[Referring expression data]
== Segment start ==

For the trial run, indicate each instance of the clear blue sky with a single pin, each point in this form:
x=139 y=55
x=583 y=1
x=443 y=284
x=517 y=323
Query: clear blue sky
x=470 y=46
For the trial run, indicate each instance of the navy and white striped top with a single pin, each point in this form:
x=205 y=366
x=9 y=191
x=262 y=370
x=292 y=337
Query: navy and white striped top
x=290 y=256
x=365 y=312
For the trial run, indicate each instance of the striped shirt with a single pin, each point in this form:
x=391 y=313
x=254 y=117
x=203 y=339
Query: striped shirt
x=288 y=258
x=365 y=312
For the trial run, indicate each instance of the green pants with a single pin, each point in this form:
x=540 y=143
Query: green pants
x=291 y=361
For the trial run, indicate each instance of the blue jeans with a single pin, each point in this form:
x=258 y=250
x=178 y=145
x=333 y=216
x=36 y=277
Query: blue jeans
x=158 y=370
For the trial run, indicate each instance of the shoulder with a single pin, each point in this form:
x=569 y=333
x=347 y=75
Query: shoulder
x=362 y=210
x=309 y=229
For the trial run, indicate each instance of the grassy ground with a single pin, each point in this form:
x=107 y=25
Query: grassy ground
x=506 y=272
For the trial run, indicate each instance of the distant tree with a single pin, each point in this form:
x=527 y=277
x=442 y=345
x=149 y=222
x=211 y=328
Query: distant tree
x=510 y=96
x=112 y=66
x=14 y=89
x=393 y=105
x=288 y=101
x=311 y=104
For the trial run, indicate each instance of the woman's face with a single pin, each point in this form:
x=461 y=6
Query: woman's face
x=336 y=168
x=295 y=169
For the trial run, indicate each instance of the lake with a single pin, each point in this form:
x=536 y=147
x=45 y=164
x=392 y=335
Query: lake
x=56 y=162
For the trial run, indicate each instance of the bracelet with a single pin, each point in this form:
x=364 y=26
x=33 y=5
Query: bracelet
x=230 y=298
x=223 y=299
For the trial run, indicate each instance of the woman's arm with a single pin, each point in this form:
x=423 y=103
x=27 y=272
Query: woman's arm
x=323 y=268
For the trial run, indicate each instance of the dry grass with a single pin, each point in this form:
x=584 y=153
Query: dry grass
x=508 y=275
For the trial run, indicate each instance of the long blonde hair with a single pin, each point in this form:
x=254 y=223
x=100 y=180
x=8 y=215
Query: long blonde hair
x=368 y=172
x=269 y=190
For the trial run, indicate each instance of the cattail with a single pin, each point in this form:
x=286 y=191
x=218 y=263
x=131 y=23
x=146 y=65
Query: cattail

== Segment end ==

#### The task
Print each line, starting with the one that contains "Query: grassy ground" and ending with the last line of the data, exactly as it stands and with no other lines.

#### Written solution
Query: grassy ground
x=506 y=272
For the trial run, indicate each instance of the distant tree with a single pin, each point in this form:
x=527 y=277
x=442 y=345
x=149 y=222
x=211 y=328
Query: distant tree
x=510 y=96
x=112 y=66
x=14 y=89
x=393 y=105
x=288 y=101
x=311 y=104
For the trial run, indicate each instance of the woman's face with a single pin, each point in this form:
x=461 y=6
Query: woman's face
x=336 y=168
x=295 y=169
For the trial run, indicate each instance of the lake with a single pin, each point in this form:
x=536 y=147
x=45 y=164
x=392 y=335
Query: lake
x=56 y=162
For the trial run, indicate each instance of the bracelet with a single pin, each point in this form:
x=364 y=26
x=33 y=5
Query: bracelet
x=230 y=298
x=223 y=299
For the trial run, indicate each instance of the woman's arm with a single pin, each point in this form:
x=423 y=103
x=27 y=272
Query: woman's arm
x=323 y=268
For the trial run, indicate each instance of the dry grass with a single pin, each point in this form:
x=584 y=153
Query: dry grass
x=508 y=275
For the trial run, indicate each instance of the long blonde hair with a single pin, each point in this form:
x=254 y=223
x=100 y=180
x=8 y=215
Query: long blonde hair
x=368 y=172
x=269 y=190
For the trial run, indicate each instance of the cattail with a single pin, each point in this form:
x=286 y=191
x=218 y=263
x=131 y=23
x=146 y=65
Query: cattail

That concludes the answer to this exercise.